| Saved entries |
+++

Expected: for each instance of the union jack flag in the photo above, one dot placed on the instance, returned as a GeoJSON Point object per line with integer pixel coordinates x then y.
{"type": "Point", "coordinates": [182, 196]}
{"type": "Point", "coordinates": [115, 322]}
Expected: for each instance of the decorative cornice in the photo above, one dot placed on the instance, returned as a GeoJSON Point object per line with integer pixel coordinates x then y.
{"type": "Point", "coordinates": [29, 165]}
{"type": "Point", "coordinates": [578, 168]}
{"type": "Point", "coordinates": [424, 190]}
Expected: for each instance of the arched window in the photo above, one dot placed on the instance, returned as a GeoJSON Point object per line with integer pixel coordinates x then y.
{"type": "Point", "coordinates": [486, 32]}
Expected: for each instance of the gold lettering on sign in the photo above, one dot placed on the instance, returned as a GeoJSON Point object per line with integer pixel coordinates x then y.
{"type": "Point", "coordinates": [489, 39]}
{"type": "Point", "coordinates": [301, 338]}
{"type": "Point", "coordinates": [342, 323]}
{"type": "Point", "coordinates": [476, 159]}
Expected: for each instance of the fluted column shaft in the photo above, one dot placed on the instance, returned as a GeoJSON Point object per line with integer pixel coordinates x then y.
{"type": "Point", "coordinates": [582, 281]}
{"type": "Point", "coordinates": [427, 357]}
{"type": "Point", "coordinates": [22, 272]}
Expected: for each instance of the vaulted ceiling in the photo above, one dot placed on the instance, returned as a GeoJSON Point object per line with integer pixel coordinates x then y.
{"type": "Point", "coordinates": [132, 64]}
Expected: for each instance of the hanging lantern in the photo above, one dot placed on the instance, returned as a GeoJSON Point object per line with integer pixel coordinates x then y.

+++

| THE PROBLEM |
The reply should restate the records above in full, character for character.

| EXERCISE RESULT |
Expected: for each instance of the union jack flag in the photo above, one dot placed on the instance, returned as a GeoJSON Point object per line with integer pixel coordinates x then y.
{"type": "Point", "coordinates": [182, 196]}
{"type": "Point", "coordinates": [115, 322]}
Expected: for each instance of the decorative cornice in the photo above, one dot placed on the instance, returned as a GeoJSON Point object per line with integer pixel coordinates x then y.
{"type": "Point", "coordinates": [29, 165]}
{"type": "Point", "coordinates": [578, 168]}
{"type": "Point", "coordinates": [424, 190]}
Expected: for each instance of the arched window in the photo above, one dot placed on the instance, returned as a GeoJSON Point object per line with integer pixel coordinates x then y.
{"type": "Point", "coordinates": [486, 32]}
Expected: for each instance of the gold lettering on sign in the photo above, one dot placed on the instance, returned as a GeoJSON Point object per line with integer pixel coordinates x then y.
{"type": "Point", "coordinates": [489, 39]}
{"type": "Point", "coordinates": [301, 338]}
{"type": "Point", "coordinates": [342, 323]}
{"type": "Point", "coordinates": [476, 159]}
Expected: for each instance of the fluted column shaft in the photo above, one dot placed on the instance, returned as a GeoJSON Point object per line with integer pixel coordinates x then y.
{"type": "Point", "coordinates": [582, 281]}
{"type": "Point", "coordinates": [427, 357]}
{"type": "Point", "coordinates": [22, 272]}
Expected: for each instance of the vaulted ceiling in the photo above, one dot placed on the instance, returned as a GeoJSON Point object per line with integer pixel coordinates x then y.
{"type": "Point", "coordinates": [132, 64]}
Expected: for each instance of the hanging lantern in the photo above, one dot placed on the instance, returned as a GeoJSON Point object per line with integer pixel coordinates x then y.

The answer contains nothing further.